[Given task 1]
In the rows, covering the stretch from the start of the rows through the line containing "[(389, 1176)]", change "pixel coordinates" to "pixel positions" and leave everything else as it is.

[Document extract]
□ □ □ □

# Weddings and the RPW



## chbrooking (Jun 19, 2009)

Does anyone know the scriptural warrant for the inclusion of weddings or "the selemnization of marriage" in the Directory of Publick Worship?

Potentially answering my own question ... Or, are we not to understand the three sections (marriage, visitation and burials) as matters of public worship -- in which case, why are they included in the directory at all?


----------



## Backwoods Presbyterian (Jun 19, 2009)

As far as I understand Weddings do not fall under the RPW because they are not stated worship services.


----------



## chbrooking (Jun 19, 2009)

That certainly makes sense. But why is it in the DPW?


----------



## Confessor (Jun 20, 2009)

Well, it is a _religious_ service. Is the DPW using "worship" in a broader sense?


----------



## Brian Withnell (Jun 20, 2009)

While there are differences, there are many cases of vows that are included in the temple worship from what we can see. Could it be that marriage vows, while different, are treated like any other vow to the Lord?


----------



## Arch2k (Jun 20, 2009)

Speaking in reference to the Directory for Public Worship:


> The order for the Solemnization of Marriage was produced only after a prolonged dispute between the Independents and the Scottish Presbyterians. Goodwin and his fellow-Independents held marriage to be merely a civil contract in which the Minister acted only as the delegate of the magistrate. The Presbyterians, represented by Rutherford, made a distinction between marriage, of which the essence is consent, and solemnization which is concerned with the making of vows. The same party further maintained that marriage is a command of God and is therefore worthy of religious solemnization. The Presbyterians gained their point. The service consists of the following parts: a prayer of confession and petition for God's blessing on the couple; an exhortation, based upon Scripture, reminding them of their duties to one another and to God; then the man and woman in turn promise faithfulness to one another; the Minister pronounces them man and wife and concludes with a prayer of blessing.
> 
> The passages of Scripture upon which the Minister bases his exhortation are unspecified. The opening exhortations in both the Book of Common Prayer and the _Forme of Prayers_ are founded upon the fifth chapter of St. Paul's Epistle to the Ephesians. The omission of a reference to this chapter in the Directory calls for explanation. It seems most probably that the Puritans feared that this passage might lend colour to the view that marriage is a sacrament. The other notable omission is that of the ring. This was one of the noxious ceremonies without Scriptural warrant, which the Puritans had objected to in the Book of Common Prayer.

□ □ □ □

[Stored items]

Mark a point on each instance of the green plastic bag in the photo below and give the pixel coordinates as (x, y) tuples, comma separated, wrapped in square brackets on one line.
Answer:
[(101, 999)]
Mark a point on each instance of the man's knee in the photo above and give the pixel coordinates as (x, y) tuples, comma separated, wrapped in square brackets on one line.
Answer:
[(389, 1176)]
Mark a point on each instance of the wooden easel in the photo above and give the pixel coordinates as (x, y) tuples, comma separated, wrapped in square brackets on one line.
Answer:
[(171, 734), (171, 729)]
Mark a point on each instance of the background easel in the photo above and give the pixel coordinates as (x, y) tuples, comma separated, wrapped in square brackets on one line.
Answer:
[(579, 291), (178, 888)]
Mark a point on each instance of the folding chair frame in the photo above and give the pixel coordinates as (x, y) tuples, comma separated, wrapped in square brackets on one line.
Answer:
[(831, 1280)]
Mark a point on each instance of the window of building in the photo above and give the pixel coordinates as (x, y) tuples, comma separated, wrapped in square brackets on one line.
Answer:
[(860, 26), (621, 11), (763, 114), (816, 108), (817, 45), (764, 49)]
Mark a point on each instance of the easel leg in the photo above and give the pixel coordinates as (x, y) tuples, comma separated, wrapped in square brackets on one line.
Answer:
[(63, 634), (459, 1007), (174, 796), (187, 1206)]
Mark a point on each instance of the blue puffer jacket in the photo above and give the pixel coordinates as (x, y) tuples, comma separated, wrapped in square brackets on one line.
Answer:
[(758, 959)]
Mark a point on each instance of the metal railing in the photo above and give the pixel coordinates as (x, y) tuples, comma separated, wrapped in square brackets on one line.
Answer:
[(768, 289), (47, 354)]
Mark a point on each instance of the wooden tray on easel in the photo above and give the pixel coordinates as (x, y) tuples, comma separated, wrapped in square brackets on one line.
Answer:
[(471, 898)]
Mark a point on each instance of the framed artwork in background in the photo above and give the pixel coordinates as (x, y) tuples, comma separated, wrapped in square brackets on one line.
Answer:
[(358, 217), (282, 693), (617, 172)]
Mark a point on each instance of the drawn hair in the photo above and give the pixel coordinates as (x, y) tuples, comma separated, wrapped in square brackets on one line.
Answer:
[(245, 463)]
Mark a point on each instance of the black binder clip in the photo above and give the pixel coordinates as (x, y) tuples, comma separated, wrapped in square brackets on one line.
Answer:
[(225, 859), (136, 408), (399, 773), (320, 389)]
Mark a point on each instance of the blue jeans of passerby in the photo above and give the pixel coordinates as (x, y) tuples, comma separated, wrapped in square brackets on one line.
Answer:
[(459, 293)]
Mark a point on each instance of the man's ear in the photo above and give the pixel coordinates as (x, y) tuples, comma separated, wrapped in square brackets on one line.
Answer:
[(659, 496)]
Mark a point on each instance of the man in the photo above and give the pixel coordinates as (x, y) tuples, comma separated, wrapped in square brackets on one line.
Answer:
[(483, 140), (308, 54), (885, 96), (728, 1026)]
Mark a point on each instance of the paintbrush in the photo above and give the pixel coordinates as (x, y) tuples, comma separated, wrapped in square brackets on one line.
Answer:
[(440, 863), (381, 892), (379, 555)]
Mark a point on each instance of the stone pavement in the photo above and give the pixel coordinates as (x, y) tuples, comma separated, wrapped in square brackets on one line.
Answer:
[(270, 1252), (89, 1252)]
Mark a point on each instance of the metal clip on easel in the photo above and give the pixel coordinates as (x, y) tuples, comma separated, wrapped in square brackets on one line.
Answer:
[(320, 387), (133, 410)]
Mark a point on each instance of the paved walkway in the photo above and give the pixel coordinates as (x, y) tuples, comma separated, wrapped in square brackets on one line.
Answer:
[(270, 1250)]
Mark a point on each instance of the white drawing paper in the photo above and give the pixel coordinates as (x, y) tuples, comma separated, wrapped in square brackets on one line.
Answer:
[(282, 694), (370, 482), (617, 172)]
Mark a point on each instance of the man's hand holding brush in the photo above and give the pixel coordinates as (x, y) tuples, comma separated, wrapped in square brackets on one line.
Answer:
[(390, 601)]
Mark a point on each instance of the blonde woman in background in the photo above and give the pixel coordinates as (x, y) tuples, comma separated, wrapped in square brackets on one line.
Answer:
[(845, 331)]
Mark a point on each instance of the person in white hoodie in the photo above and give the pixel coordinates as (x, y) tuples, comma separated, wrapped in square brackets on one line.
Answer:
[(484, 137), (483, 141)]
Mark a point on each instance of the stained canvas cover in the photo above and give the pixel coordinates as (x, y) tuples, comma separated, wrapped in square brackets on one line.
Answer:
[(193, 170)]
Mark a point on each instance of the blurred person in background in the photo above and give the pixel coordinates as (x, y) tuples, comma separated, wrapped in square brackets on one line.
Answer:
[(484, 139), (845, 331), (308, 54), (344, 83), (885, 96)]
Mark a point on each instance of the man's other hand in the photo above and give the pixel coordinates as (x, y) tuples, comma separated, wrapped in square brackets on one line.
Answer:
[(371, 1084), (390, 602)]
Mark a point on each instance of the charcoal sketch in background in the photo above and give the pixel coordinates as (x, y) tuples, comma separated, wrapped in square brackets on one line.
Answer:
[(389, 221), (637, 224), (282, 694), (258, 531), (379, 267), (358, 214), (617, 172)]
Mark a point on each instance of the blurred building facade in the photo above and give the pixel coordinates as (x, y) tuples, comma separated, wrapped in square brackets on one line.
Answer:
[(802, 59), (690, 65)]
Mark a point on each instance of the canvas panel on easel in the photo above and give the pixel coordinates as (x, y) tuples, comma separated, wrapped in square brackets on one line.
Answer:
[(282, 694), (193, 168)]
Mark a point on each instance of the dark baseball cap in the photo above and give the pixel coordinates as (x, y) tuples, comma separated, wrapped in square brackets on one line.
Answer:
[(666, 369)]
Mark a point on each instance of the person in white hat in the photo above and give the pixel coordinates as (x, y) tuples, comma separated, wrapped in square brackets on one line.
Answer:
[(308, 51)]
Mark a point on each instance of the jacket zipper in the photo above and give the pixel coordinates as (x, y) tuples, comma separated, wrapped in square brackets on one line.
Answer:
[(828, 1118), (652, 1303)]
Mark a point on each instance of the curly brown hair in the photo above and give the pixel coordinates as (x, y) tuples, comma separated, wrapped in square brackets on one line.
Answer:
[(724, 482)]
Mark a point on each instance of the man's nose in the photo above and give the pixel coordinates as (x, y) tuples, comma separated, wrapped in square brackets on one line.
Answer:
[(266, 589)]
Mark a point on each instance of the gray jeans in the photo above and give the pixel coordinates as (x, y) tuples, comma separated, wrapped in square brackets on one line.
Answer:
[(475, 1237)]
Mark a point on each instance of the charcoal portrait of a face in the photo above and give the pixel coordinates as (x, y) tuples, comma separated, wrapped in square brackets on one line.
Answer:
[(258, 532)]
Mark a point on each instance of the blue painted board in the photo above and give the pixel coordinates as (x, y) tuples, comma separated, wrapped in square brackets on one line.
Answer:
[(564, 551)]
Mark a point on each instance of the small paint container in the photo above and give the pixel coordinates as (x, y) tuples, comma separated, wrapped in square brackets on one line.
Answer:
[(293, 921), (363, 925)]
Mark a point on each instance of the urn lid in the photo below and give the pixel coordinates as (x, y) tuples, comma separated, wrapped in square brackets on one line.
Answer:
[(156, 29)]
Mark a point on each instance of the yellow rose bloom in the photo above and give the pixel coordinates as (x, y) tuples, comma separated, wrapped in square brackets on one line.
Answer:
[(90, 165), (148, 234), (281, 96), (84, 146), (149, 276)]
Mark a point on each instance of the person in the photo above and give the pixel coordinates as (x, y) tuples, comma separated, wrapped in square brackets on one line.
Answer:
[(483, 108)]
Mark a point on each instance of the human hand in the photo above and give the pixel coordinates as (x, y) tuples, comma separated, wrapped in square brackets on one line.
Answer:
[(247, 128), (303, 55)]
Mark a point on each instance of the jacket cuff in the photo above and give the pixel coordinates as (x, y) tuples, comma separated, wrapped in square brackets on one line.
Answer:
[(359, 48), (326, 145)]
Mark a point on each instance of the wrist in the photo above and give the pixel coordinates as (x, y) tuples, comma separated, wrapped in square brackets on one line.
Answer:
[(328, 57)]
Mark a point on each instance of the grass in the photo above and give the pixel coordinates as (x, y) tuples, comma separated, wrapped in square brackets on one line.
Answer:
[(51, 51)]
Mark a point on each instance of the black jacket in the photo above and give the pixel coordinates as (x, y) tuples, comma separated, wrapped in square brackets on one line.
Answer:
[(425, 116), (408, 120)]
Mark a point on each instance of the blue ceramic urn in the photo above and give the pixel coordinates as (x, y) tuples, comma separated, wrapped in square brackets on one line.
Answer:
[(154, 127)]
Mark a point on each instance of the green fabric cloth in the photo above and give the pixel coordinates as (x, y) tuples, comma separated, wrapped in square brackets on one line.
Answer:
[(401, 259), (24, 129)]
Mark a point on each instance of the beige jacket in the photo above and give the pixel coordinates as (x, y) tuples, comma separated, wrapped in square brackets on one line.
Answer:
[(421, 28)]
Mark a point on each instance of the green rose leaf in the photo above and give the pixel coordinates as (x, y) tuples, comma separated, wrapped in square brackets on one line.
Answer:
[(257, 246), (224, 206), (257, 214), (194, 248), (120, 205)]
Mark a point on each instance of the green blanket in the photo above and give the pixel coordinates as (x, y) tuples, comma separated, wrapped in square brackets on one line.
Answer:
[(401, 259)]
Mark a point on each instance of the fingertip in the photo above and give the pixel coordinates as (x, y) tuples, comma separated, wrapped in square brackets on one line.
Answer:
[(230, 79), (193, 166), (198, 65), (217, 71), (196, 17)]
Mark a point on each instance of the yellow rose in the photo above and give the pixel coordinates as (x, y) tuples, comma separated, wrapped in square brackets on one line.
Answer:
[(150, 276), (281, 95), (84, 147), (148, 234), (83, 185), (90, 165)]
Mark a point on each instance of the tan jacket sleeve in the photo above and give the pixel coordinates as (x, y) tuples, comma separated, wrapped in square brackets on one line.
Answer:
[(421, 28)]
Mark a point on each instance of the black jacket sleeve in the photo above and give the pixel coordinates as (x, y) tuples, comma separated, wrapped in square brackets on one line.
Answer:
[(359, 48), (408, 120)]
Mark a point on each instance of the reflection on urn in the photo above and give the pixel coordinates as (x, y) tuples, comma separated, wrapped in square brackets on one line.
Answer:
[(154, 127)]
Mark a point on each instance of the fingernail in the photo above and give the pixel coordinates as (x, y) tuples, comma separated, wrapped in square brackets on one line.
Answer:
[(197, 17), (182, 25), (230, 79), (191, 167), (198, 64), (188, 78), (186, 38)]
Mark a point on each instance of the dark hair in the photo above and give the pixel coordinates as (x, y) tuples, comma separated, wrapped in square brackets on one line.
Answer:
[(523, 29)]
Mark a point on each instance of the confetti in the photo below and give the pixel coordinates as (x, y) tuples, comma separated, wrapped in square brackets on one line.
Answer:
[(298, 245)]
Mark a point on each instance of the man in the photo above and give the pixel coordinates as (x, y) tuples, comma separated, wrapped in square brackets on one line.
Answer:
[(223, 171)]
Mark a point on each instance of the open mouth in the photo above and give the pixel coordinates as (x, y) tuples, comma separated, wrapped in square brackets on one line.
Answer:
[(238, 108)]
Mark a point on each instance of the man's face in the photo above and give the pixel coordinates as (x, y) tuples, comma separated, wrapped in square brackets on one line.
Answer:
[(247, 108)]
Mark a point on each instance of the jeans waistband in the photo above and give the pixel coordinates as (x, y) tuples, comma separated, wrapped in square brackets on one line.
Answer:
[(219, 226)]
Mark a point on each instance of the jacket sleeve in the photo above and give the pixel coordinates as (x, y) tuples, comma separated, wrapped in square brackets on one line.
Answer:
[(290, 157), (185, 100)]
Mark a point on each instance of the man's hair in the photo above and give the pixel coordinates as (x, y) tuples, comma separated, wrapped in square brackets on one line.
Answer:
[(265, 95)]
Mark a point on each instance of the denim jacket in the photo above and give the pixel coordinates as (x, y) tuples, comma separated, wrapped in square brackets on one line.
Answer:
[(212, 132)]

□ □ □ □

[Given task 2]
Extend the forum thread on weddings and the RPW from the point where it stops.

[Right answer 1]
Mark a point on each instance of the green plastic bag in the photo below and give the pixel positions as (x, y) tuples, comma separated, wrapped in square brackets on one line.
Answer:
[(101, 999)]
Mark a point on each instance of the man's knee in the photo above and give the pixel positions as (x, y) tuples, comma separated, wrapped in square brackets on one line.
Answer:
[(389, 1176)]

[Right answer 2]
> 
> The directions for the Burial of the Dead were also hotly disputed in the Committee and in the Assembly. The Independents, it might be imagined, had even more reason to regard burial as a civil concern than marriage. This time, however, they were joined by some of the Presbyterians. Rutherford, for one, saw no more occasion for an act of worship at a man's leaving the wrold than at his entering it. The result of these protests was that only the briefest and simplest offices were permitted. Praying, singing and reading on the way to or at the grave are expressly prohibited. The Assembly, however, allowed the Minister to put the mourners 'in remembrance of their duty'. Lightfoot implies that the Assembly would allow more than this however. He maintains that Dr Temple, who moved that some such formula of intermen as 'We commit the body to the ground...' might be allowed, won the approval of the Assembly. Funeral sermons, according to Lightfoot, were also permitted by the Assembly. This suggestion was vehemently opposed by Baillie in the words: 'it is nothing but ane abuse of preaching to serve the humours of rich people only for a reward'. The Scottish feeling was so averse to funeral orations that they refused to attend Pym's funeral on account of thesermon that they knew would be preached on that occasion. The Puritans, it will be remembered, disapproved of the wearing of funeral garments. Their offices to the dead were equally unadorned.


The Worship of the English Puritans, Horton Davies, p.138-139.


----------



## Scott1 (Jun 20, 2009)

Maybe this is too simple, but Christian marriage weddings often take place in a church and are intended to be a sacred ceremony (with vows and exhortation from God's Word). Presbyterians are particularly careful about who would presume to teach God's Word so those called as elders would ordinarily lead the ceremony also.

This is not necessarily true when non-Christians marry, and some people have separate civil and religious ceremonies.


----------



## rbcbob (Jun 20, 2009)

Several of the references that I checked included such phrases as "preferably not on the Lord's day."

In our church we endeavor to avoid (wherever possible) to not schedule farewells, birthday celebrations, etc. on the Lord's day. Such diversions tend to draw our focus away from Him to whom the day belongs. Certainly, in keeping with works of necessity etc., there could arise a *necessity* for marrying a couple on the Lord's day (war, natural calamities, sickness, etc.) But where there is no necessity I believe we have an obligation to plan weddings on the other six days.


----------



## Arch2k (Jun 20, 2009)

This post by Andrew may be of help to read previous discussions on this issue.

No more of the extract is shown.